**COMPLETE THE FOLLOWING**:
- a) According to the passage on mistakes in negating array values k times, what should be done when k is even after all negative numbers have been processed?
- b) Write what comes next in the passage on mistakes in negating array values, continuing from its final sentence.

+++ DOCUMENT SEGMENT +++

A common mistake is assuming that remaining operations after converting all negatives must be handled. When k is even after processing all negative numbers, we don't need to do anything - we can repeatedly negate and un-negate the same element, leaving the array unchanged.

Incorrect approach:

# Wrong: Trying to handle both odd and even k
if k > 0:  # This would incorrectly process even k values
    for value in range(1, 101):
        if frequency_map[value]:
            frequency_map[value] -= 1
            frequency_map[-value] += 1
            break

Correct approach:

# Only handle when k is odd (k & 1 checks if k is odd)
if k & 1 and frequency_map[0] == 0:
    # Find smallest positive to negate once

2. Forgetting to Check for Zero in the Array

When zeros exist in the array and we have remaining operations, we can repeatedly negate zero (which stays zero), effectively wasting the operations harmlessly. Failing to check for zeros might lead to unnecessarily negating a positive number.

+++ EXTRACTED INFORMATION +++

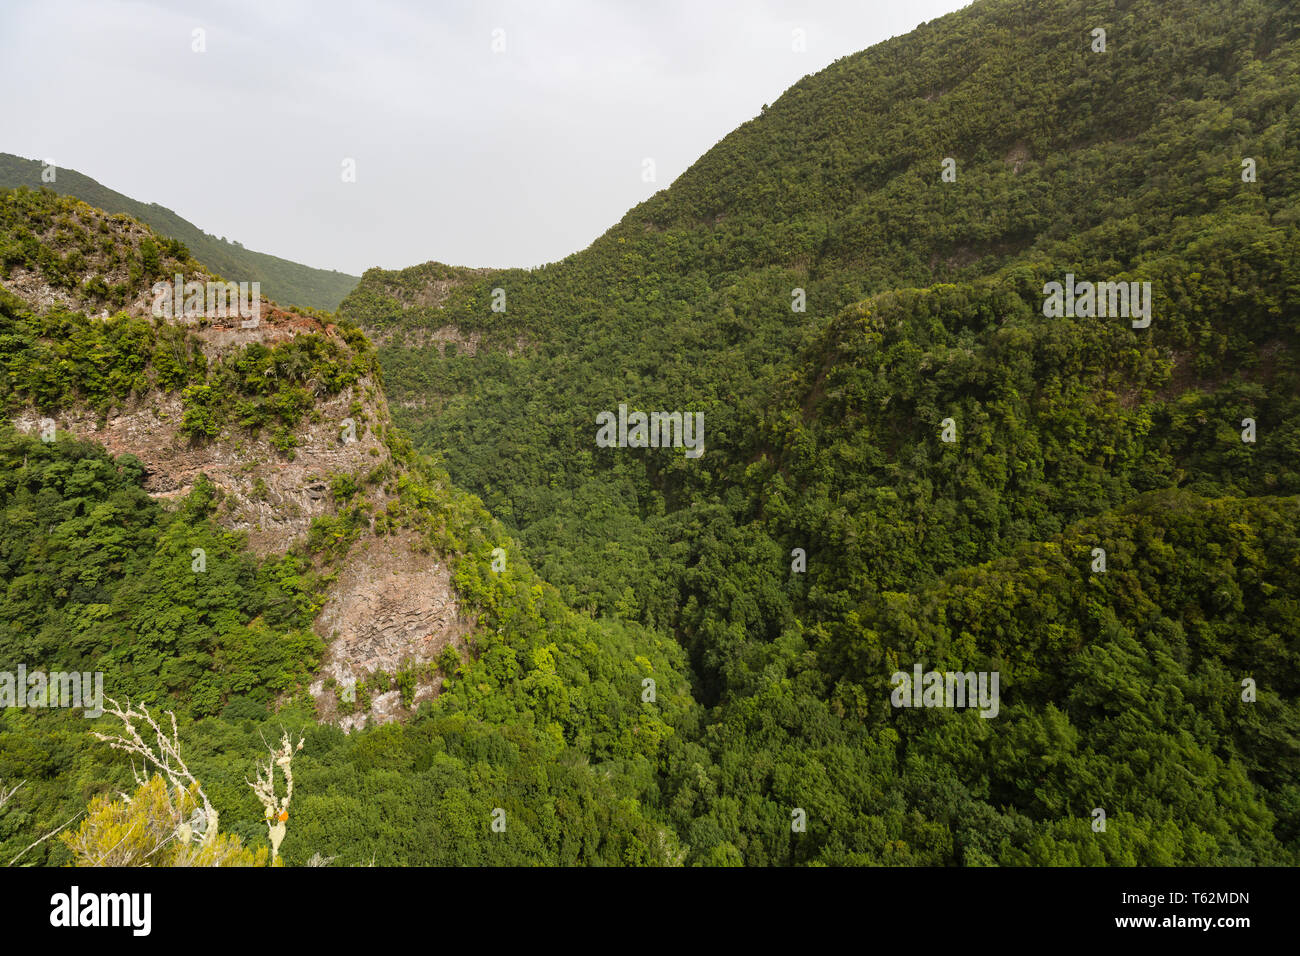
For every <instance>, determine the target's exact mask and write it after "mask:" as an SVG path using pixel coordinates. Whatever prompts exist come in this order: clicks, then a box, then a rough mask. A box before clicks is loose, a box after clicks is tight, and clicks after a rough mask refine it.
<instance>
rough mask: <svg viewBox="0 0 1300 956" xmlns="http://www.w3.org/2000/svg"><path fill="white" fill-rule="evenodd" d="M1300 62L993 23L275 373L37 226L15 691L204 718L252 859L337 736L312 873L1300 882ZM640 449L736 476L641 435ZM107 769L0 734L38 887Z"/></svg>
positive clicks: (968, 25) (731, 134)
mask: <svg viewBox="0 0 1300 956" xmlns="http://www.w3.org/2000/svg"><path fill="white" fill-rule="evenodd" d="M1096 29H1104V30H1105V36H1106V46H1105V49H1104V51H1102V49H1101V48H1100V44H1099V38H1095V35H1093V30H1096ZM1095 47H1096V48H1095ZM1297 68H1300V16H1297V14H1296V12H1295V10H1294V8H1292V7H1291V5H1290V4H1287V3H1283V0H1256V1H1248V3H1227V1H1226V0H1209V1H1205V0H1196V1H1192V0H1131V1H1130V3H1115V4H1109V3H1106V4H1101V3H1097V4H1079V3H1056V1H1048V0H980V1H979V3H975V4H974V5H972V7H970V8H967V9H965V10H962V12H959V13H956V14H952V16H949V17H944V18H943V20H940V21H936V22H933V23H928V25H926V26H923V27H920V29H919V30H917V31H915V33H913V34H910V35H907V36H904V38H898V39H894V40H891V42H888V43H884V44H880V46H878V47H875V48H872V49H868V51H866V52H863V53H859V55H855V56H852V57H846V59H844V60H841V61H839V62H836V64H833V65H832V66H831V68H828V69H827V70H824V72H822V73H819V74H816V75H813V77H807V78H805V79H803V81H801V82H800V83H798V85H796V86H794V87H793V88H792V90H790V91H788V92H787V94H785V95H784V96H783V98H781V99H780V100H779V101H777V103H775V104H772V105H771V107H770V108H768V109H766V111H764V112H763V114H762V116H759V117H758V118H755V120H754V121H751V122H749V124H746V125H745V126H742V127H741V129H740V130H736V131H735V133H732V134H731V135H729V137H727V138H725V139H723V140H722V142H720V143H719V144H718V147H715V148H714V150H712V151H710V152H708V153H707V155H706V156H703V157H702V159H701V160H699V161H698V163H697V164H695V165H694V166H693V168H692V169H690V170H688V172H686V173H685V174H684V176H682V177H681V178H680V179H679V181H677V182H676V183H673V185H672V187H669V189H668V190H666V191H663V193H660V194H656V195H655V196H654V198H653V199H651V200H649V202H647V203H643V204H642V206H640V207H637V208H636V209H633V211H632V212H630V213H629V215H628V216H627V217H625V219H624V221H623V222H620V224H619V225H616V226H615V228H612V229H611V230H610V232H608V233H607V234H606V235H603V237H601V238H599V239H598V241H597V242H595V243H593V246H591V247H590V248H588V250H585V251H582V252H578V254H576V255H573V256H569V258H568V259H565V260H564V261H562V263H556V264H552V265H549V267H546V268H542V269H536V271H530V272H525V271H506V272H487V273H480V272H477V271H471V269H460V268H455V267H447V265H442V264H437V263H430V264H425V265H420V267H412V268H411V269H406V271H402V272H399V273H390V272H383V271H378V269H372V271H368V272H367V273H365V276H364V278H363V281H361V284H360V285H359V286H357V289H356V290H355V291H354V293H351V294H350V295H348V297H347V299H346V300H344V302H343V303H342V306H341V308H339V311H338V313H337V315H335V316H324V315H303V313H302V312H295V311H291V310H278V308H276V307H274V306H273V303H265V312H264V315H265V317H266V325H265V328H259V329H253V330H248V329H244V328H243V326H240V325H238V324H231V323H221V321H208V320H200V321H194V323H190V321H179V323H178V321H173V320H166V319H159V317H156V316H152V315H151V313H149V310H148V303H149V298H148V290H149V284H151V282H152V281H153V280H155V278H156V277H160V276H161V277H165V276H168V274H169V273H172V272H173V271H175V269H181V271H183V272H186V274H191V273H192V274H195V276H205V274H208V273H207V272H205V271H204V269H203V267H201V265H199V263H195V261H194V260H192V259H191V258H190V250H187V248H186V247H185V246H183V243H175V242H172V243H169V242H168V241H165V239H162V238H161V237H157V235H155V234H152V233H151V232H149V230H148V229H146V228H144V226H140V225H139V224H136V222H131V221H129V220H123V219H114V217H110V216H103V215H101V213H98V212H95V211H92V209H88V208H87V207H85V206H82V204H79V203H75V202H74V200H70V199H64V198H59V196H55V195H52V194H48V193H38V194H34V193H26V191H16V193H0V263H3V269H4V274H3V277H0V284H3V285H4V290H5V291H4V293H3V294H0V362H3V365H0V389H3V392H0V398H3V402H4V412H5V416H6V419H8V423H12V424H5V425H4V427H3V431H0V454H3V455H4V459H5V460H4V468H3V470H0V475H3V476H4V477H3V480H0V509H3V510H4V515H3V519H0V535H3V538H0V564H3V568H0V570H3V580H4V583H5V592H4V594H3V598H4V601H3V604H0V663H3V665H5V666H10V667H12V666H13V665H14V662H22V661H26V662H29V663H34V662H40V665H42V666H44V667H49V669H53V667H55V666H62V667H74V666H96V667H103V670H104V671H105V683H108V684H109V685H110V691H109V692H110V693H114V695H117V696H127V695H130V696H131V697H133V698H139V700H144V701H147V702H148V704H149V705H151V706H153V708H156V709H172V710H175V711H178V713H179V714H181V717H182V734H183V735H185V737H186V740H187V744H188V747H190V752H191V760H192V766H194V767H195V770H196V773H198V774H199V775H200V777H201V779H203V780H204V784H205V786H207V788H208V791H209V792H211V793H212V796H213V797H214V800H216V801H217V803H218V804H220V805H221V812H222V813H221V818H222V821H224V823H222V826H224V827H229V829H230V830H231V831H233V832H234V834H235V835H238V836H240V838H242V839H243V840H244V842H246V843H248V844H259V843H260V842H261V840H264V839H265V825H264V822H263V819H261V816H260V813H259V806H257V804H256V800H255V799H253V796H252V795H251V793H250V790H248V787H247V786H246V783H244V780H246V777H247V775H248V773H250V763H251V761H252V758H253V757H255V756H257V754H261V753H263V747H261V745H260V740H261V736H263V735H265V734H269V735H270V736H272V739H274V737H276V735H277V734H278V727H279V726H282V724H289V726H291V727H292V728H294V730H295V731H296V730H299V728H303V732H304V736H305V745H304V749H303V750H302V753H300V754H299V756H296V757H295V758H294V766H295V784H296V796H295V799H294V816H292V818H291V821H290V823H289V835H287V838H286V840H285V844H283V857H285V860H286V861H287V862H291V864H302V862H307V861H308V860H309V858H311V856H312V855H313V853H321V855H325V856H335V857H337V858H338V862H341V864H367V862H370V861H374V862H380V864H390V862H391V864H430V862H434V864H474V862H487V864H537V862H545V864H571V862H577V864H603V865H616V864H633V865H671V864H686V865H788V864H829V865H867V864H880V865H898V864H901V865H918V864H919V865H989V864H1001V865H1044V864H1088V865H1106V864H1140V865H1188V864H1199V865H1222V864H1249V865H1278V864H1284V865H1295V864H1297V862H1300V704H1297V695H1300V687H1297V683H1300V676H1297V674H1300V671H1297V663H1300V661H1297V656H1300V425H1297V424H1296V423H1297V415H1300V367H1297V358H1296V356H1297V346H1300V341H1297V338H1300V303H1297V297H1300V274H1297V268H1300V265H1297V261H1300V256H1297V252H1300V234H1297V222H1296V212H1297V209H1300V178H1297V169H1296V156H1297V152H1296V146H1297V144H1300V143H1297V131H1296V121H1297V118H1300V117H1297V101H1300V87H1297V85H1296V82H1295V77H1296V75H1297ZM948 159H950V160H953V161H954V163H952V164H945V160H948ZM1248 160H1249V161H1248ZM945 173H946V176H945ZM205 265H209V267H211V264H208V263H205ZM1070 276H1073V277H1074V278H1076V280H1078V281H1079V282H1080V284H1082V282H1110V281H1119V280H1123V281H1126V282H1136V284H1138V286H1136V287H1138V290H1139V291H1140V290H1141V289H1143V287H1144V286H1143V284H1147V282H1149V284H1151V286H1149V287H1151V299H1149V311H1147V310H1145V308H1141V307H1140V303H1141V298H1140V297H1139V298H1138V299H1136V300H1135V302H1134V303H1127V299H1126V304H1134V306H1138V307H1139V308H1138V311H1139V312H1141V315H1123V316H1118V315H1106V316H1099V315H1097V313H1096V310H1092V313H1091V315H1088V310H1075V308H1071V310H1069V311H1063V310H1062V311H1060V312H1058V311H1054V310H1053V307H1052V306H1050V297H1049V294H1048V293H1049V289H1050V287H1052V285H1050V284H1053V282H1060V284H1061V285H1062V286H1070V285H1073V282H1074V280H1071V278H1067V277H1070ZM1126 287H1127V286H1126ZM1071 304H1074V303H1073V302H1071ZM801 306H802V308H801ZM1131 311H1132V310H1131ZM1148 317H1149V321H1147V319H1148ZM367 333H370V334H373V336H374V338H376V341H377V342H380V343H381V345H378V347H377V349H376V347H374V346H372V343H370V341H369V339H368V336H367ZM389 402H391V406H393V412H391V418H393V421H395V423H396V424H398V425H403V427H404V428H408V429H409V433H411V434H412V437H413V442H411V441H408V440H407V438H404V437H403V432H399V431H398V429H396V428H395V427H394V425H393V423H390V420H389V415H390V412H389ZM620 405H625V406H628V407H629V408H630V410H633V411H645V412H654V411H664V412H689V414H694V412H701V414H702V415H703V445H702V454H699V455H694V454H692V453H690V449H685V447H634V446H633V447H623V446H607V444H601V442H598V441H597V436H598V428H599V425H598V416H599V415H601V414H602V412H616V410H617V408H619V406H620ZM344 412H346V415H347V418H350V419H352V423H354V425H355V427H356V437H357V442H356V445H355V446H354V444H352V442H348V441H347V440H346V438H344V437H343V434H344V432H343V421H342V420H341V418H339V416H341V415H343V414H344ZM42 419H45V420H47V421H48V420H53V421H55V424H56V429H55V433H53V436H52V437H53V441H43V437H44V436H45V434H48V432H45V429H44V425H43V423H42ZM412 445H413V446H412ZM105 446H107V449H108V450H107V451H105ZM356 453H359V454H357V457H356V458H352V457H351V455H354V454H356ZM443 468H445V471H443ZM276 476H278V477H276ZM257 479H261V480H263V483H264V485H265V488H264V489H260V488H259V486H257ZM461 488H463V489H465V490H459V489H461ZM313 492H316V493H317V494H318V497H316V496H313V494H312V493H313ZM195 549H201V550H203V551H204V554H205V555H207V568H208V570H207V571H203V572H196V571H195V570H194V561H195V558H194V557H192V555H194V550H195ZM403 568H406V570H409V568H416V571H417V572H419V574H420V575H422V576H421V578H420V579H419V580H417V581H412V580H411V579H409V578H403V576H402V574H399V571H402V570H403ZM430 592H435V593H437V594H438V598H437V601H434V602H433V604H432V605H430V604H421V601H424V600H425V596H426V594H428V593H430ZM376 593H387V594H390V596H393V600H391V601H389V600H385V601H383V602H381V605H380V606H378V613H370V611H372V610H373V609H374V606H373V605H370V604H368V602H367V598H368V596H372V594H376ZM348 594H351V596H352V597H351V602H350V600H348V597H347V596H348ZM403 594H404V596H406V597H404V598H402V600H398V598H399V597H400V596H403ZM331 602H333V604H331ZM347 606H351V607H352V609H354V610H352V613H347V611H346V607H347ZM367 620H369V622H370V623H372V624H378V626H377V627H374V628H373V630H372V631H365V630H364V628H363V627H361V624H363V623H364V622H367ZM387 620H394V622H398V623H396V630H395V631H389V630H387V624H386V623H385V622H387ZM350 622H351V623H350ZM350 628H351V630H350ZM367 633H368V635H370V637H373V641H372V643H369V644H367V646H369V648H372V650H373V653H372V659H373V661H374V662H376V671H374V672H373V674H372V676H370V679H365V680H363V682H360V683H359V685H357V693H356V701H355V702H354V701H350V700H347V698H346V697H344V696H343V695H341V693H339V692H338V683H339V678H344V676H346V675H347V670H344V669H346V667H351V669H354V670H352V672H354V674H355V672H356V666H357V663H359V662H357V654H356V653H355V649H356V648H359V646H360V644H357V641H356V640H354V639H356V637H357V635H361V636H363V637H364V635H367ZM394 635H396V639H395V640H390V639H393V637H394ZM429 636H432V637H433V641H432V645H430V643H429V641H428V640H426V637H429ZM403 649H404V656H403V653H402V652H403ZM445 652H450V653H445ZM394 654H396V657H394ZM389 659H394V661H395V662H396V665H398V666H396V672H394V670H393V667H389V666H386V665H383V662H385V661H389ZM381 665H383V666H381ZM914 669H920V670H923V671H958V670H959V671H975V672H979V674H983V675H985V676H988V675H993V674H996V675H997V676H998V680H1000V696H998V698H997V701H996V706H993V705H992V701H991V702H989V704H991V706H988V708H983V709H978V708H949V706H900V705H898V701H897V700H896V693H897V688H896V687H894V683H896V682H894V680H893V675H894V674H896V672H897V671H902V672H905V674H910V672H913V671H914ZM0 670H3V667H0ZM381 698H383V700H386V701H389V705H391V706H389V705H385V706H387V709H382V708H381V709H380V710H376V706H377V704H378V701H380V700H381ZM920 702H922V704H926V701H924V698H923V700H922V701H920ZM412 705H417V708H412ZM359 713H369V714H370V715H372V717H374V718H383V719H386V718H389V717H395V715H399V714H400V715H402V718H403V719H400V721H391V722H387V723H383V724H382V726H378V727H369V728H364V730H354V731H352V732H351V734H344V730H343V727H342V726H341V724H347V726H350V724H351V722H352V718H355V717H356V715H357V714H359ZM90 726H96V724H95V723H94V722H91V721H86V719H85V718H83V717H82V715H81V714H79V713H73V714H69V713H66V711H57V713H56V711H43V710H39V709H25V710H23V709H10V710H5V711H4V713H3V715H0V780H6V782H8V780H26V784H25V787H23V788H22V790H19V791H18V792H17V796H16V797H14V799H13V800H12V801H10V803H9V804H8V805H6V806H5V808H3V813H0V851H4V852H6V853H9V856H12V855H13V853H17V852H19V851H21V849H22V848H23V847H26V845H27V844H29V843H30V842H31V840H32V839H35V836H36V835H39V834H42V832H45V831H48V830H49V829H52V827H55V826H59V825H60V823H62V822H64V821H66V819H68V818H69V817H70V816H72V814H73V813H74V812H77V810H78V809H79V808H82V806H85V805H86V803H87V801H88V800H90V799H91V797H94V796H100V795H105V793H107V795H112V793H116V792H118V791H121V790H122V788H123V787H126V786H127V783H126V782H127V780H129V774H127V769H126V767H125V766H123V763H125V761H121V760H114V757H113V754H112V753H110V752H109V750H108V749H107V748H104V747H103V745H96V744H95V743H92V740H91V739H90V735H88V732H87V728H88V727H90ZM498 812H500V813H502V814H503V817H500V818H502V819H506V821H510V822H508V825H507V826H506V827H504V829H500V830H498V829H494V826H493V823H494V822H495V821H497V819H498ZM1099 812H1101V813H1104V819H1105V826H1099V823H1100V821H1101V818H1100V817H1099ZM10 848H12V849H10ZM30 858H34V860H36V861H44V862H64V861H66V860H68V853H66V849H65V848H62V845H61V844H57V843H55V842H49V843H47V844H42V845H40V847H39V848H38V849H36V851H34V855H32V857H29V860H30Z"/></svg>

+++

**ANSWERS TO THE TASKS**:
- a) Nothing: the same element can be repeatedly negated and un-negated, which leaves the array unchanged.

- b)
Incorrect approach:

# Wrong: Not checking if zero exists
if k & 1:  # Missing the zero check
    for value in range(1, 101):
        if frequency_map[value]:
            frequency_map[value] -= 1
            frequency_map[-value] += 1
            break

Correct approach:

# Check both: k is odd AND no zeros exist
if k & 1 and frequency_map[0] == 0:
    # Only then we need to negate a positive number

3. Processing Negative Numbers in Wrong Order

Processing larger negative numbers first (like -1, -2, -3) instead of smaller ones (-100, -99, -98) would lead to suboptimal results since converting more negative numbers yields larger gains.

Incorrect approach:

# Wrong: Processing from -1 to -100 (larger negatives first)
for value in range(-1, -101, -1):
    if frequency_map[value]:
        # This prioritizes -1 over -100, which is suboptimal

Correct approach:

# Process from most negative to least negative
for value in range(-100, 0):  # -100, -99, ..., -2, -1
    if frequency_map[value]:
        # This ensures we convert the most negative numbers first

4. Modifying Dictionary While Iterating

While not directly an issue in this specific implementation, a variation where someone tries to iterate over frequency_map.keys() or frequency_map.items() while modifying it could cause runtime errors.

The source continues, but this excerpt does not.